=== TEXT UNDER STUDY ===
==================================================
What is the difference between primary and secondary keratinization disorders?   

THE EXPERT SAYS...

Chronic seborrheic skin disease is aesthetically displeasing and can adversely affect the human–animal bond. Nonspecific descriptive terms such as seborrhea oleosa, seborrhea sicca, and seborrheic dermatitis are commonly used to describe seborrhea, but there is confusion around these terms. In veterinary medicine, seborrhea sicca is used to describe focal or diffuse scaling of the skin with the accumulation of white nonadherent scales and a dull dry coat. The opposite, seborrhea oleosa, refers to greasy skin and hairs.1 Many patients, however, have both flaky and greasy skin; thus, although these terms are descriptive, they may not be particularly helpful, as the conditions can be caused by a large number of underlying diseases.
==================================================
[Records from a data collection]

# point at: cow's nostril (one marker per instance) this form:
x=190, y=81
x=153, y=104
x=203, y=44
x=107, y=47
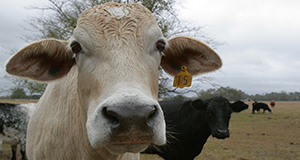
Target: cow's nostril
x=110, y=116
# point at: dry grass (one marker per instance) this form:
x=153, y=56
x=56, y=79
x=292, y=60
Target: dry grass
x=258, y=136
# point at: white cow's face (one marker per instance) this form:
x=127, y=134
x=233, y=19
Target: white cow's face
x=117, y=73
x=118, y=49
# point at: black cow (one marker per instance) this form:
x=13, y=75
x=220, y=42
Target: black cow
x=189, y=124
x=239, y=106
x=257, y=106
x=13, y=125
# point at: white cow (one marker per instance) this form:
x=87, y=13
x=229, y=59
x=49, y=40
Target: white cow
x=102, y=104
x=13, y=126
==================================================
=== REQUIREMENT 1 ===
In the seborrhea passage, why may the terms seborrhea sicca and seborrhea oleosa not be particularly helpful?
=== REQUIREMENT 2 ===
Translate this sentence from the seborrhea passage into Spanish: "Chronic seborrheic skin disease is aesthetically displeasing and can adversely affect the human–animal bond."
=== REQUIREMENT 3 ===
Retype the part of the seborrhea passage that opens with the words "Chronic seborrheic skin" and closes with "of underlying diseases.".

=== ANSWER SECTION 1 ===
Many patients have both flaky and greasy skin. The conditions these terms describe can also be caused by a large number of underlying diseases.

=== ANSWER SECTION 2 ===
La enfermedad cutánea seborreica crónica es estéticamente desagradable y puede afectar negativamente el vínculo entre el ser humano y el animal.

=== ANSWER SECTION 3 ===
Chronic seborrheic skin disease is aesthetically displeasing and can adversely affect the human–animal bond. Nonspecific descriptive terms such as seborrhea oleosa, seborrhea sicca, and seborrheic dermatitis are commonly used to describe seborrhea, but there is confusion around these terms. In veterinary medicine, seborrhea sicca is used to describe focal or diffuse scaling of the skin with the accumulation of white nonadherent scales and a dull dry coat. The opposite, seborrhea oleosa, refers to greasy skin and hairs.1 Many patients, however, have both flaky and greasy skin; thus, although these terms are descriptive, they may not be particularly helpful, as the conditions can be caused by a large number of underlying diseases.